## Extracted material
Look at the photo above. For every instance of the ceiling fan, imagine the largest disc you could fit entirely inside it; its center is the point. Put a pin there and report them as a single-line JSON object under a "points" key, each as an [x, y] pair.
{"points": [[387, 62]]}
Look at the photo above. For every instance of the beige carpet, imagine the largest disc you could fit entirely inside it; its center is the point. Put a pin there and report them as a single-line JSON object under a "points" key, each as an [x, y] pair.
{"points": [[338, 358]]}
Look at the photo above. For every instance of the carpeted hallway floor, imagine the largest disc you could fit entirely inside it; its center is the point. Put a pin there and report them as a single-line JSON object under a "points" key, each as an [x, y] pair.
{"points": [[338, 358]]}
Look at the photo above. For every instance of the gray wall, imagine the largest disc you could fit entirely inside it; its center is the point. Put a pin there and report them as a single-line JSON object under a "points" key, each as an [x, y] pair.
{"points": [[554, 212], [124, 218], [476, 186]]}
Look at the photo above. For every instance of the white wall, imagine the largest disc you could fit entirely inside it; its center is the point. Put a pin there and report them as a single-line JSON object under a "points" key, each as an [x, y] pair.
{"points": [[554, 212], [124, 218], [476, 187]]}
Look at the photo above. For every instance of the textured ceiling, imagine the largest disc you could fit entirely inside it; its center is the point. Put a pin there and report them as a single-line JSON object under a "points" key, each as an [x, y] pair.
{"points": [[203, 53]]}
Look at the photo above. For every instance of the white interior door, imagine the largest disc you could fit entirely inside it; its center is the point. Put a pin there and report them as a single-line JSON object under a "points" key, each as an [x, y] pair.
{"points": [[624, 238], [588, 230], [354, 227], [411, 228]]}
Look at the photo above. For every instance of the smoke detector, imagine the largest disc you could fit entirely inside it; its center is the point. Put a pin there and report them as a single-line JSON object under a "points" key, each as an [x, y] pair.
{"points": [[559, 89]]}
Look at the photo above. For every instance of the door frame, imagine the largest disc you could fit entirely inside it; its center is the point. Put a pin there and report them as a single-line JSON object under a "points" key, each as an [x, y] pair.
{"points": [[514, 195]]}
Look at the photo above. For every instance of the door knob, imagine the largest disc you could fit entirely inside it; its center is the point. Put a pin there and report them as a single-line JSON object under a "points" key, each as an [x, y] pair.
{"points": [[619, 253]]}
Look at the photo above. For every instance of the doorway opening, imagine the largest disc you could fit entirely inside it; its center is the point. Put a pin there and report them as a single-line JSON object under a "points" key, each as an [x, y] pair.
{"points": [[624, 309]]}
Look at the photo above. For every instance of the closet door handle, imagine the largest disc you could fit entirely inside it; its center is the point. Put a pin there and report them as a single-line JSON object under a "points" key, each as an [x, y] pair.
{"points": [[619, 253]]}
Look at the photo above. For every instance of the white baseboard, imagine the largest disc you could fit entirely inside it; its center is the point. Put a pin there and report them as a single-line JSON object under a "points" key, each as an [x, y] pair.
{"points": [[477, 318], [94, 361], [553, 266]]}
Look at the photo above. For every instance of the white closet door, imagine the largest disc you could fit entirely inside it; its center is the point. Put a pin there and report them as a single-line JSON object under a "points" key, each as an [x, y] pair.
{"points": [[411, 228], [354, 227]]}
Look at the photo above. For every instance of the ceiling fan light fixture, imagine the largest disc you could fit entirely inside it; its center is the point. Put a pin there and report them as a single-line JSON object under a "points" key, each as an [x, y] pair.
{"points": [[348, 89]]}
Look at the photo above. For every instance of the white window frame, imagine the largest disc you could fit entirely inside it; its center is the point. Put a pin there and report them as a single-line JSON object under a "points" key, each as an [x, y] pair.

## Activity
Extract every record and return it verbatim.

## Response to the exercise
Look at the photo above. For every instance of the ceiling fan, imagine the largest disc you could fit entirely inside it; its center is the point. Put a pin there and report them as a single-line JSON object under a "points" key, each as an [x, y] pair.
{"points": [[387, 62]]}
Look at the photo above. For every instance of the beige carpet, imagine the largest disc you could fit entirely inside it; its center is the point. Put a pin there and report them as a single-line JSON object under a "points" key, each as an [x, y] pair.
{"points": [[338, 358]]}
Look at the photo above. For every instance of the carpeted hallway floor, imagine the largest disc you could fit entirely inside it; its center is the point. Put a pin there and report them as a single-line JSON object under a "points" key, each as an [x, y] pair.
{"points": [[338, 358]]}
Look at the photo above. For every instance of the gray wall, imagine the largest disc you could fit entirely inside it; its center is the point. Put a pin there and report them as a single-line JSON object under a "points" key, each as an [x, y] pair.
{"points": [[554, 212], [124, 218], [476, 186]]}
Look at the photo above. For every instance of the white wall, imagine the largest disc you could fit entirely inside it; its center is the point. Put a pin there and report them as a single-line JSON object under a "points" key, each as an [x, y] pair.
{"points": [[554, 212], [124, 218], [476, 187]]}
Look at the photo above. For every instance of the textured ceiling, imagine the largest disc you could fit entirely inside it; its center is the point. Put a pin there and report them as a single-line JSON object under a "points" key, each as an [x, y] pair.
{"points": [[203, 53]]}
Look at the photo above. For every instance of the white interior door, imagine the largest disc you could fit entirely inside it; its center is the point. Put a pin there and report them as a single-line JSON object under a "points" key, each as an [x, y] pair.
{"points": [[624, 238], [588, 230], [354, 227], [411, 228]]}
Look at the photo above. For every instance of the smoke detector, imagine the largest disc you could fit entirely inside it; its center is the point. Put a pin there and report them as a single-line JSON object under a "points" key, each as an [x, y] pair.
{"points": [[559, 89]]}
Look at the photo above. For every instance of the door frame, imagine the largest disc you could fit entirely inside it; its center is the point. Put a pin there and report them as a single-line JSON object under a "points" key, each as an [x, y] pair.
{"points": [[514, 195]]}
Look at the photo above. For every instance of the door knob, imagine the largest disc you could fit entirely inside it; its center is the point. Put a pin there and report them as a single-line JSON object under a "points" key, each as an [x, y] pair.
{"points": [[619, 253]]}
Look at the photo above. For every instance of the doorway opening, imagine the largest disc you could fit entirely inside it; its center is the point. Put a pin there and report them as a single-line JSON object under a "points" key, each as an [x, y] pair.
{"points": [[624, 309]]}
Look at the photo above. For every instance of the closet door handle, imagine the largest disc you could fit entirely inside it; its center is the point. Put a pin there and report them as a single-line JSON object under a "points" key, each as an [x, y] pair.
{"points": [[619, 253]]}
Look at the photo above. For every instance of the white baseboard, imagine the largest disc you could fit entirely inside it; its center is the point. Put a pin there and report them as a single-line JSON object under a "points" key, each as an [x, y] pair.
{"points": [[477, 318], [94, 361], [553, 266]]}
Look at the photo above. For every instance of the white closet door, imagine the largest disc you could fit entirely inside it; its center is the point. Put a pin there and report them as a single-line JSON object under a "points" key, each as an [x, y] pair.
{"points": [[411, 228], [354, 227]]}
Look at the photo above. For every instance of the ceiling fan light fixture, imagine the largest disc you could fit entirely inside it; its center is the point. Put a pin there and report them as a single-line JSON object under a "points" key, each as an [x, y] pair.
{"points": [[348, 89]]}
Look at the photo above. For every instance of the white window frame, imagine the largest disc you could fit entirely inside it; its center is the point. Put a pin there and report them as a single-line JSON object under a "points" key, each as an [x, y] pair.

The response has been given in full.